» Short exercise A
In the forum thread, rewrite the reply that begins "If so, he will have to find" more briefly, keeping its main point.
» Short exercise B
According to the forum thread, what does YELLOW_TT say was missed?

# 2 words...



## Basscube (Jan 2, 2012)

High and Waist


----------



## BrianR (Oct 12, 2011)

:lol:

Simon Cowellesque


----------



## Basscube (Jan 2, 2012)

haha saw that pic and thought wtf seriously?

can't be comfortable lol :lol:


----------



## YELLOW_TT (Feb 25, 2004)

You missed belt  :lol:


----------



## Basscube (Jan 2, 2012)

YELLOW_TT said:


> You missed belt  :lol:


haha touche :roll:


----------



## LordG71 (Jan 10, 2012)

Maybe has has a very short body


----------



## YoungOldUn (Apr 12, 2011)

LordG71 said:


> Maybe has has a very short body


If so, he will have to find some very high urinals or he'll splash everyone :lol:


----------



## merlin c (Jan 25, 2012)

Bet he drives a MK2.....  :lol: :lol:


----------



## Basscube (Jan 2, 2012)

haha short body and urinals.

(Object point labels)
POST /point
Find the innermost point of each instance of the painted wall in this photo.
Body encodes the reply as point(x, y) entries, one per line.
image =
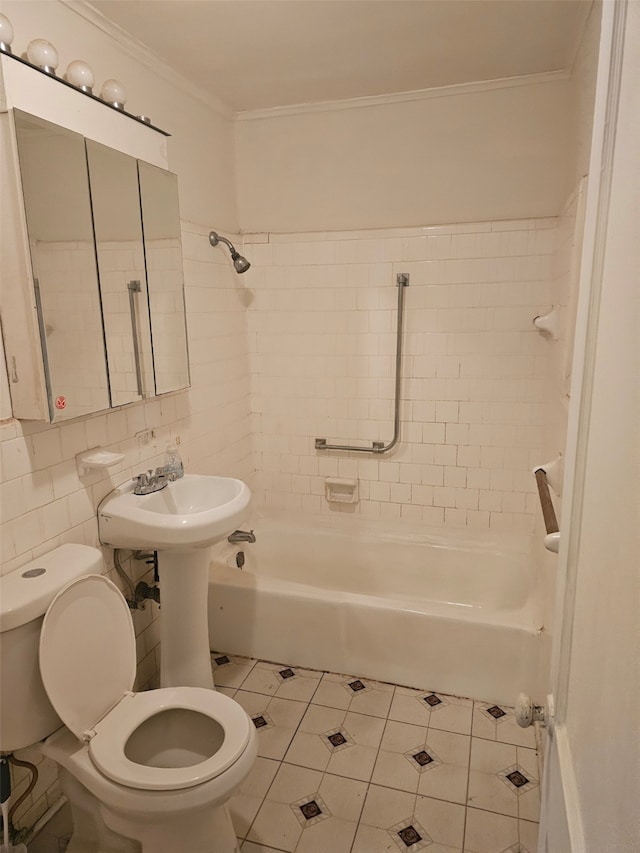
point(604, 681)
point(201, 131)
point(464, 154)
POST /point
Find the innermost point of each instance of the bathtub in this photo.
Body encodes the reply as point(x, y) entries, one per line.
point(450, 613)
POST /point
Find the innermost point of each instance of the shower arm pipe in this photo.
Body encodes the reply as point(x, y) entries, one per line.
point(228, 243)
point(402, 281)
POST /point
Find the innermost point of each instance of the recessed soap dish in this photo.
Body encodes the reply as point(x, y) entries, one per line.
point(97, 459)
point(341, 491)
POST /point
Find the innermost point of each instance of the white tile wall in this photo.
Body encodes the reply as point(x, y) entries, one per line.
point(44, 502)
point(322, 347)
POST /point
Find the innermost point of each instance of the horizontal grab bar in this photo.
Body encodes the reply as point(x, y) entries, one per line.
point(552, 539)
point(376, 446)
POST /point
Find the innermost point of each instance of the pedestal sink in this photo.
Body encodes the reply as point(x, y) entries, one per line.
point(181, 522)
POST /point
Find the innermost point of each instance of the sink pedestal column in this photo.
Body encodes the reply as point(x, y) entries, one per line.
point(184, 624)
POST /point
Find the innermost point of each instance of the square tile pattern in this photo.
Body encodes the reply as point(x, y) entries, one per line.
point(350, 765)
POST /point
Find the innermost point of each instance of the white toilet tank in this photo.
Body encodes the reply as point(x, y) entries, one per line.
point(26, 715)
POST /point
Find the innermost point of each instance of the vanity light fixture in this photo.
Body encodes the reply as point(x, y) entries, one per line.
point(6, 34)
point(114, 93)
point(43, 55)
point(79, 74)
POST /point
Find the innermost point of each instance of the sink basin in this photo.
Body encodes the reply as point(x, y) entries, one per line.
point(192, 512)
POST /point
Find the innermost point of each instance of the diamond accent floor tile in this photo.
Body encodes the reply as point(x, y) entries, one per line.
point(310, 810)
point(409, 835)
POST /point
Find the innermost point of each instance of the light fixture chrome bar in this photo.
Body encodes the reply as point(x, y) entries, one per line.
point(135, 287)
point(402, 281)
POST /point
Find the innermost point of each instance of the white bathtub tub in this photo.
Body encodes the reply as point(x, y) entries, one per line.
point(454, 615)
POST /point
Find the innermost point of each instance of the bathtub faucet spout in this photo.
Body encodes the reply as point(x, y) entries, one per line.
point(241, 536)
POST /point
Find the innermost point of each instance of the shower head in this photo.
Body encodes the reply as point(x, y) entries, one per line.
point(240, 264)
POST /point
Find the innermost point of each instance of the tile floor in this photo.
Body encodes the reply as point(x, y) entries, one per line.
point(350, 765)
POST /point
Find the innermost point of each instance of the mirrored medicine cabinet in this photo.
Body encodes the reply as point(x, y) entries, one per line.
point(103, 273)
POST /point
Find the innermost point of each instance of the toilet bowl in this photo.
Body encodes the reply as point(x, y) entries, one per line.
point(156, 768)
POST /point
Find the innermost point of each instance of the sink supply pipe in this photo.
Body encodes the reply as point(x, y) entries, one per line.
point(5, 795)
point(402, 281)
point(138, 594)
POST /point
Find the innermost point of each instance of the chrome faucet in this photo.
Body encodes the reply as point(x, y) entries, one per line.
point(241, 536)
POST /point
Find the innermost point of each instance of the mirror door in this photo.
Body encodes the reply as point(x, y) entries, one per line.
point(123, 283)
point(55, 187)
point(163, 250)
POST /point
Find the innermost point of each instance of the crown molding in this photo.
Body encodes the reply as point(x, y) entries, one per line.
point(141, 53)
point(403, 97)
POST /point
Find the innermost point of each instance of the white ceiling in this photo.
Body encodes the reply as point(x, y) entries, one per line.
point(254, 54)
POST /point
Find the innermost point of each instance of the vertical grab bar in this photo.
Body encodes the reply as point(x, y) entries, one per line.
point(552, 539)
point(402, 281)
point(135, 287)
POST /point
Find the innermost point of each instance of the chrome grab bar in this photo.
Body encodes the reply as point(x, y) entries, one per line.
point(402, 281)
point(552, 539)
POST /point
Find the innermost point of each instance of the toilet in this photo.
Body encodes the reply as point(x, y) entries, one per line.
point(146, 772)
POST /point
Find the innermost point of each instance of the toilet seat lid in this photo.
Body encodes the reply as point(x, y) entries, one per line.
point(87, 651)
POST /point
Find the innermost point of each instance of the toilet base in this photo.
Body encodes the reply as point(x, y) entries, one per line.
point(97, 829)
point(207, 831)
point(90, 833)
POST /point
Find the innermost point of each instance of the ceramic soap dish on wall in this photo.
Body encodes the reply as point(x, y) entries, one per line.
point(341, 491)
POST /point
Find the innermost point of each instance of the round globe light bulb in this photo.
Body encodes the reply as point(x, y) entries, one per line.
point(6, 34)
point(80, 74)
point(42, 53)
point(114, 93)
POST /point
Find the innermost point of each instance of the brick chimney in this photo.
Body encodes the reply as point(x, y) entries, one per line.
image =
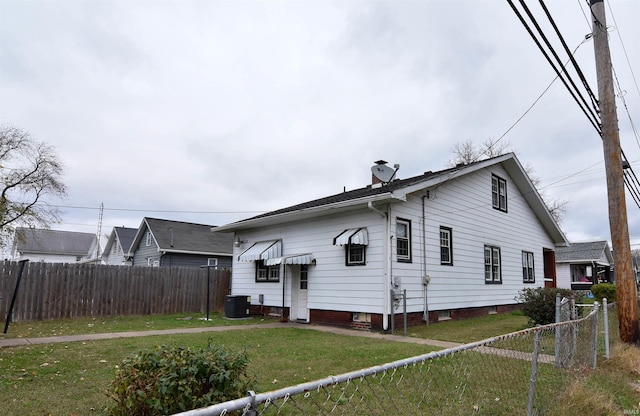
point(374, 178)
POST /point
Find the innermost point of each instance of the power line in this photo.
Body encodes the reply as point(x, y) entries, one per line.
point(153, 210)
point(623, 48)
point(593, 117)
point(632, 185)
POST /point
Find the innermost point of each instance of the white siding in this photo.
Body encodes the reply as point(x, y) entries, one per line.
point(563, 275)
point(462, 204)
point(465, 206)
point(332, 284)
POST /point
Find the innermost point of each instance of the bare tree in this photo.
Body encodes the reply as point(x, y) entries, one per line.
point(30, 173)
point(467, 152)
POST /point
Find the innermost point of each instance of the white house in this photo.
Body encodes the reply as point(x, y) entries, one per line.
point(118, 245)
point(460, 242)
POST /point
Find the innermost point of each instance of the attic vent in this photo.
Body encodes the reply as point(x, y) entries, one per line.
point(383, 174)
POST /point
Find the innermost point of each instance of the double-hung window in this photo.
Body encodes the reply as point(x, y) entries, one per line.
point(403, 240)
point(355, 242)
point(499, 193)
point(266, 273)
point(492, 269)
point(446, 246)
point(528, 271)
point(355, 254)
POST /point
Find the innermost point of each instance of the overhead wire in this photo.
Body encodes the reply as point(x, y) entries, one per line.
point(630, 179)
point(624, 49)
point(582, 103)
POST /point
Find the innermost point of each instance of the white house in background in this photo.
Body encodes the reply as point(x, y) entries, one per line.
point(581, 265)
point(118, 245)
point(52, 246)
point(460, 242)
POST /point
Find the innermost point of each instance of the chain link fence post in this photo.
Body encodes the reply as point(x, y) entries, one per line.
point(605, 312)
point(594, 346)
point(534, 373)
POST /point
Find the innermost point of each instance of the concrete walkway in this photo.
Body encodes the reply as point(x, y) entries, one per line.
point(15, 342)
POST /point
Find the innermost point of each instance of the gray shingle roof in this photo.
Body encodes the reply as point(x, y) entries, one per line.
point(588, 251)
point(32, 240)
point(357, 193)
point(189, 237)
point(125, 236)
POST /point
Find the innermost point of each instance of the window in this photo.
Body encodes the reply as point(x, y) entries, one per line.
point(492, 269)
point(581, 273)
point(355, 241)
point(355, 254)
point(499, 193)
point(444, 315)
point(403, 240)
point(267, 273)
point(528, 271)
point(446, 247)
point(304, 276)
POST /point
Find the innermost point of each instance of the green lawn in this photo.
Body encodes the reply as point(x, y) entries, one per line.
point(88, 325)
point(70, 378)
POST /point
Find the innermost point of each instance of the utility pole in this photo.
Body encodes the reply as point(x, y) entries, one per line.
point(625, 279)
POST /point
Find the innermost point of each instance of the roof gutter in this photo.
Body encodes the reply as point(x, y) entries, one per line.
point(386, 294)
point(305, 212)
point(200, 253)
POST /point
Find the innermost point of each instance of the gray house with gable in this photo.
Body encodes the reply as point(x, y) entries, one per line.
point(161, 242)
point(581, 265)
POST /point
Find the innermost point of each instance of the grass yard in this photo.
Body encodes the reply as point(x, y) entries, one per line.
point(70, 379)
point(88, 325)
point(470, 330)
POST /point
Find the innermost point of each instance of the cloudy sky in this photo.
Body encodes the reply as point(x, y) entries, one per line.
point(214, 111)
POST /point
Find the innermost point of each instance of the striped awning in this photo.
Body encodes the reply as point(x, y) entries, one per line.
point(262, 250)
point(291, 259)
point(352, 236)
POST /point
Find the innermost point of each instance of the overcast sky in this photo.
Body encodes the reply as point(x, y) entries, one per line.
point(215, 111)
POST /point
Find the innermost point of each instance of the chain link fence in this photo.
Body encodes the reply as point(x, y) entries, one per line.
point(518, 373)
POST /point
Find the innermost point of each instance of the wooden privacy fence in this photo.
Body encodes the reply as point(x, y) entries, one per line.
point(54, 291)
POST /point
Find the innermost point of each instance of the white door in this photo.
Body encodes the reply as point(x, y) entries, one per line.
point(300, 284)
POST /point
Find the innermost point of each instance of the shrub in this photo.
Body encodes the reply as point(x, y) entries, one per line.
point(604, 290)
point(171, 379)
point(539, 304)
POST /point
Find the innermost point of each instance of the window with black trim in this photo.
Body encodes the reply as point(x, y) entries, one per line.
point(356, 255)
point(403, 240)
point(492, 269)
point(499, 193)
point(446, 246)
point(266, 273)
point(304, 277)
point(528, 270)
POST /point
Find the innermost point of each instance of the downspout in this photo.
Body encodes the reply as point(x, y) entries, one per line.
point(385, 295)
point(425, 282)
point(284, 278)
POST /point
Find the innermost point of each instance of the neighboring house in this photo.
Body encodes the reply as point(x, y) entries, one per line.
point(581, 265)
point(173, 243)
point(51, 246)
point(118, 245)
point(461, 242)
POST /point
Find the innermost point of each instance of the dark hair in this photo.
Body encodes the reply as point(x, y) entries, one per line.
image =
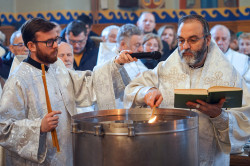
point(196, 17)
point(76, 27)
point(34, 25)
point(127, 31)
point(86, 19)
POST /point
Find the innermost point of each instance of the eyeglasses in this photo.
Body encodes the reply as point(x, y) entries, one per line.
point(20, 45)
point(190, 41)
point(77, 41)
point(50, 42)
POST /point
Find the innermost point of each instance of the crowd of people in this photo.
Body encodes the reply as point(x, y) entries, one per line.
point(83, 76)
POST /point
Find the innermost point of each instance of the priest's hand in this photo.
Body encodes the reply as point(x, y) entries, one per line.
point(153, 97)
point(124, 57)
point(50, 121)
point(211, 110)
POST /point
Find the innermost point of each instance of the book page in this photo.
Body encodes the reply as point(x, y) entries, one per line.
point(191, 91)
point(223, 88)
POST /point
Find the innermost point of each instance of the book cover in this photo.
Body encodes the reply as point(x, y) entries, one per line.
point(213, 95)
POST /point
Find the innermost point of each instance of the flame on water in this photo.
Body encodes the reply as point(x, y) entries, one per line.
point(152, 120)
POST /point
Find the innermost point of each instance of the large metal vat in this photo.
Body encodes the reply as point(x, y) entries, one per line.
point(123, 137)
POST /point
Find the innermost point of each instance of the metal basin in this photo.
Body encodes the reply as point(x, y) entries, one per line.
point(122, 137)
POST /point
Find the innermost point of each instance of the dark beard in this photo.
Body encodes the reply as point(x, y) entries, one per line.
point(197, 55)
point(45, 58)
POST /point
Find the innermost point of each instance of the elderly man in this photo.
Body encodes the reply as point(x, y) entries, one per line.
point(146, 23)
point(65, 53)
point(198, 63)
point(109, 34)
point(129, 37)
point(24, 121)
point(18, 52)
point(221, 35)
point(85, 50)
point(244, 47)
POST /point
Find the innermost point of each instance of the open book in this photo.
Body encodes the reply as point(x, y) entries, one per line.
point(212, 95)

» Correct answer A
If so, he'd need very high urinals or he'd splash everyone.

» Correct answer B
The belt.